*TEXT:*

In such cases the personal property, with the vendor's consent, has been brought under the operation of the laws for recording contracts affecting realty and for the protection of innocent purchasers, and the purchaser of the land, having no notice of the secret title, is entitled to conclude that the property affixed to the land is a part of the realty. Bell v. Mortgage Guarantee Co., 109 Cal.App. 203, 292 P. 660. The rule has been applied in numerous other cases. Dauch v. Ginsburg, supra; Patch v. Mortgage Guarantee Co., 126 Cal.App. 563, 14 P.(2d) 856; Hammel Radiator Corp. v. Mortgage Guarantee Co., 129 Cal.App. 468, 18 P.(2d) 993; Frick v. Frigidaire Corp., 119 Cal.App. 707, 7 P.(2d) 321; Byron Jackson Iron Works v. Hoge, 49 Cal.App. 700, 194 P. 45; 13 A.L.R. 448.
Where it is not clear whether personal property sold on conditional sales contract has been permanently attached to the realty, the doubt should be resolved in favor of an innocent purchaser. Such doubts are always resolved in favor of vendees as against vendors and in favor of mortgagees as against mortgagors. R. Barcroft & Sons Co. v. Cullen, 217 Cal. 708, 20 P.(2d) 665; Commercial Bank, etc., v. Pritchard, 126 Cal. 600, 59 P. 130. The rule should have even stronger application as between a conditional vendor and an innocent purchaser of the realty. Such is the effect of the decision in Hammond Lumber Co. v. Gordon, 84 Cal.App. 701, 258 P. 612, in which it was held that as between such parties the question is not so much the actual intent that property attached to realty should or should not become a fixture, as the apparent intent as it would reasonably appear to a purchaser of the realty.

*REQUIREMENT:*
According to the fixtures passage, who should get the benefit of the doubt when it is unclear whether personal property sold on a conditional sales contract has been permanently attached to the realty? The items have no connection to the fixtures passage.

*GIVEN ENTRIES:*
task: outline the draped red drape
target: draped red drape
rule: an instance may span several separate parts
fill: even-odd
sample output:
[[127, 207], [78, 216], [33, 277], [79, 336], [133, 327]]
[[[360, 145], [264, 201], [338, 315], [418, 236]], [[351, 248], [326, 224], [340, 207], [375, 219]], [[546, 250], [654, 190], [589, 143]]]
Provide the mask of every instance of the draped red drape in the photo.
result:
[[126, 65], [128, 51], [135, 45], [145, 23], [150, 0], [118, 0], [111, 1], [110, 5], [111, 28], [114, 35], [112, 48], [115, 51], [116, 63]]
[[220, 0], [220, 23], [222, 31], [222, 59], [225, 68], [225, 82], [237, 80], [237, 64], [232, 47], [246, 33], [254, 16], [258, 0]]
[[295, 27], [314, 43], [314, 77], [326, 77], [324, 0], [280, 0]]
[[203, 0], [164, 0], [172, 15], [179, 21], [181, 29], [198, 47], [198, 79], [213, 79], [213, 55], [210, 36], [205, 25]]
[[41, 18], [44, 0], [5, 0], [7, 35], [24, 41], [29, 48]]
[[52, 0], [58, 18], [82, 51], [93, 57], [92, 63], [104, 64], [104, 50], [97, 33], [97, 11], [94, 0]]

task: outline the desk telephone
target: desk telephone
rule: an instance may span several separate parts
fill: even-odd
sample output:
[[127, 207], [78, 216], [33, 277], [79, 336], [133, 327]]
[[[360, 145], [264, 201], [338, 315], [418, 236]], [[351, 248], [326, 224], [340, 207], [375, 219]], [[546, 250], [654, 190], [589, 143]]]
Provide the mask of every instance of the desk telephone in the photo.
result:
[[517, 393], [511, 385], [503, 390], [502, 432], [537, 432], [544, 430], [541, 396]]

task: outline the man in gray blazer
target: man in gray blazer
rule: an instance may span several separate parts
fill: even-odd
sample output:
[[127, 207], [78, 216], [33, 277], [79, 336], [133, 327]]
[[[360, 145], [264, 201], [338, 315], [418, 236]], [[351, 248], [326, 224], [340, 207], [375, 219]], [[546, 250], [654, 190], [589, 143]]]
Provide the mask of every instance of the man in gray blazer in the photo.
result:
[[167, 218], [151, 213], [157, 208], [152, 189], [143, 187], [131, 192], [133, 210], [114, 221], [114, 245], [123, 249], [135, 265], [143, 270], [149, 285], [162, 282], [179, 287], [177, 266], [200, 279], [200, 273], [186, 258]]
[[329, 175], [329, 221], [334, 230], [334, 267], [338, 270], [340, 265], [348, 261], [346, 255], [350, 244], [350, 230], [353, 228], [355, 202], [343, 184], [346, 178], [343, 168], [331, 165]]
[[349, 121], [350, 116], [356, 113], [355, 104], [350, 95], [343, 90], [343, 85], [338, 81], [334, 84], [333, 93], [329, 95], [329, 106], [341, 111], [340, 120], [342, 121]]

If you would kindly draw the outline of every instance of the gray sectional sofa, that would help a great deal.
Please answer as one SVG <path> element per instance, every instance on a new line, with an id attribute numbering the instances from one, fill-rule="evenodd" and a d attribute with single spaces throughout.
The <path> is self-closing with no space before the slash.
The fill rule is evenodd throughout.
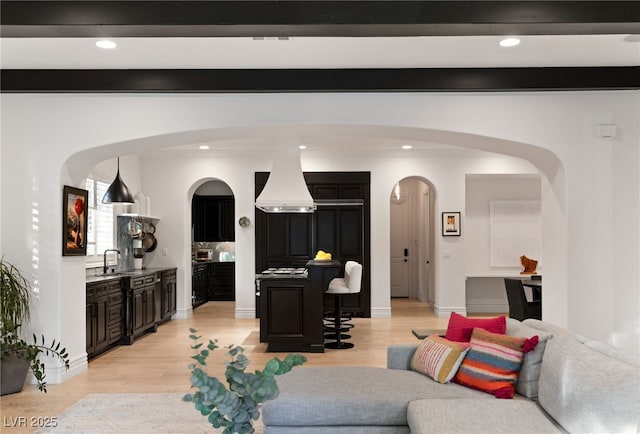
<path id="1" fill-rule="evenodd" d="M 440 384 L 411 370 L 417 345 L 393 345 L 387 369 L 301 367 L 278 377 L 280 395 L 263 407 L 264 432 L 640 432 L 637 359 L 538 320 L 508 319 L 507 334 L 540 337 L 514 399 Z"/>

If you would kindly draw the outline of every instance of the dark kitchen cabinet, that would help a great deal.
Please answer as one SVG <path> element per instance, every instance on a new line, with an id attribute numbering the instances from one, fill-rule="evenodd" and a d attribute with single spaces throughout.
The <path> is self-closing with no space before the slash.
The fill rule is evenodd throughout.
<path id="1" fill-rule="evenodd" d="M 269 173 L 256 172 L 256 197 Z M 344 298 L 344 309 L 371 316 L 370 173 L 307 172 L 304 178 L 318 209 L 312 214 L 265 213 L 256 210 L 256 273 L 270 267 L 304 267 L 318 250 L 342 264 L 363 265 L 359 294 Z M 333 297 L 325 296 L 325 309 Z"/>
<path id="2" fill-rule="evenodd" d="M 233 196 L 194 195 L 191 201 L 193 240 L 234 241 L 234 207 Z"/>
<path id="3" fill-rule="evenodd" d="M 168 321 L 171 315 L 176 313 L 176 278 L 177 269 L 164 270 L 161 273 L 160 280 L 162 282 L 162 303 L 160 321 Z"/>
<path id="4" fill-rule="evenodd" d="M 120 279 L 87 284 L 86 292 L 86 351 L 92 358 L 122 338 L 123 292 Z"/>
<path id="5" fill-rule="evenodd" d="M 193 264 L 191 280 L 191 304 L 193 307 L 206 303 L 209 298 L 211 280 L 210 263 Z"/>
<path id="6" fill-rule="evenodd" d="M 156 331 L 156 295 L 160 283 L 156 273 L 131 278 L 131 332 L 136 337 L 146 331 Z M 158 300 L 159 301 L 159 300 Z"/>
<path id="7" fill-rule="evenodd" d="M 236 299 L 235 262 L 213 262 L 210 264 L 211 282 L 208 300 L 233 301 Z"/>

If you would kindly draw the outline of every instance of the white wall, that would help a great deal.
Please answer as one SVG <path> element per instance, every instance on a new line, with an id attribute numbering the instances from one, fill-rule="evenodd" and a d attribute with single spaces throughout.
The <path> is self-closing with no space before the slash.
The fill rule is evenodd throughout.
<path id="1" fill-rule="evenodd" d="M 82 258 L 61 256 L 60 200 L 63 184 L 80 185 L 88 170 L 117 155 L 222 137 L 259 137 L 289 131 L 321 134 L 326 125 L 345 136 L 393 136 L 448 143 L 515 155 L 541 172 L 546 318 L 618 345 L 638 348 L 640 316 L 640 194 L 638 189 L 638 92 L 526 94 L 224 94 L 224 95 L 18 95 L 2 94 L 0 248 L 41 285 L 32 326 L 61 339 L 81 365 L 84 268 Z M 600 140 L 596 125 L 615 123 L 620 134 Z M 37 126 L 37 127 L 34 127 Z M 247 131 L 246 126 L 259 126 Z M 182 133 L 186 131 L 187 133 Z M 345 145 L 348 152 L 348 145 Z M 466 173 L 485 173 L 455 156 L 434 161 L 389 158 L 365 163 L 360 155 L 303 160 L 304 170 L 370 170 L 372 197 L 372 313 L 388 313 L 389 204 L 397 173 L 429 179 L 437 189 L 436 215 L 464 207 Z M 162 217 L 158 236 L 168 254 L 154 265 L 178 265 L 184 293 L 188 279 L 189 200 L 203 176 L 227 182 L 236 215 L 253 215 L 252 173 L 222 160 L 194 158 L 191 173 L 167 171 L 162 191 L 151 181 L 171 169 L 170 159 L 142 161 L 142 188 Z M 241 159 L 244 161 L 244 159 Z M 251 167 L 269 170 L 264 159 Z M 156 175 L 147 170 L 152 167 Z M 477 161 L 477 166 L 491 161 Z M 175 165 L 175 162 L 174 162 Z M 248 167 L 245 167 L 245 170 Z M 392 175 L 394 174 L 395 175 Z M 181 179 L 180 176 L 186 176 Z M 168 182 L 169 180 L 173 182 Z M 625 187 L 622 189 L 621 187 Z M 187 194 L 185 195 L 185 191 Z M 159 198 L 164 198 L 160 200 Z M 595 205 L 597 204 L 597 205 Z M 182 211 L 174 212 L 175 209 Z M 37 225 L 33 224 L 34 210 Z M 612 224 L 622 219 L 625 230 Z M 253 267 L 253 228 L 240 231 L 238 275 Z M 464 306 L 464 236 L 435 245 L 436 311 Z M 457 237 L 456 237 L 457 238 Z M 382 260 L 381 258 L 385 258 Z M 381 266 L 385 263 L 385 266 Z M 588 270 L 588 272 L 585 272 Z M 242 282 L 241 282 L 242 283 Z M 240 295 L 238 315 L 252 311 L 253 297 Z M 182 304 L 180 304 L 182 303 Z M 186 299 L 179 302 L 184 308 Z M 593 321 L 598 318 L 598 321 Z M 636 327 L 634 329 L 634 327 Z M 82 368 L 82 366 L 80 366 Z M 49 371 L 48 371 L 49 372 Z M 52 372 L 51 382 L 62 375 Z"/>
<path id="2" fill-rule="evenodd" d="M 509 312 L 504 277 L 519 276 L 522 267 L 495 267 L 490 263 L 490 202 L 540 200 L 541 197 L 540 176 L 526 174 L 526 167 L 517 170 L 517 162 L 515 160 L 514 167 L 505 168 L 502 174 L 470 174 L 466 177 L 465 274 L 467 311 L 470 313 Z M 518 171 L 525 174 L 514 173 Z M 542 271 L 540 262 L 538 272 L 542 274 Z"/>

*SOLUTION TO THE PROBLEM:*
An innocent purchaser.